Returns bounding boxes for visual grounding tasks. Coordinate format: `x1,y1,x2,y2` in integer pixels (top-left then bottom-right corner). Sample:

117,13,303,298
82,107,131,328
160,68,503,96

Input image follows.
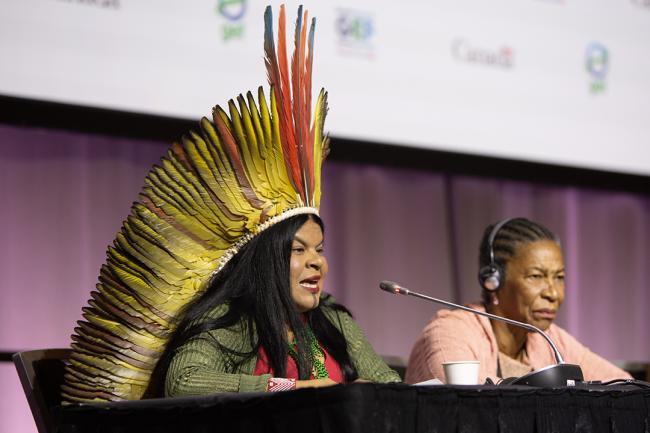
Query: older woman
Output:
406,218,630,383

The problem » Extract every line above verbatim, from first to last, and leave the picture out of the output.

Task solution »
Returns bounding boxes for visual grounding tasks. Coordinate format: `x1,y1,x2,y2` in integer pixels (top-left then bottom-right corner). Sample:

117,13,303,298
82,107,131,328
160,68,503,96

Input image follows.
Query: older woman
Output:
406,218,630,383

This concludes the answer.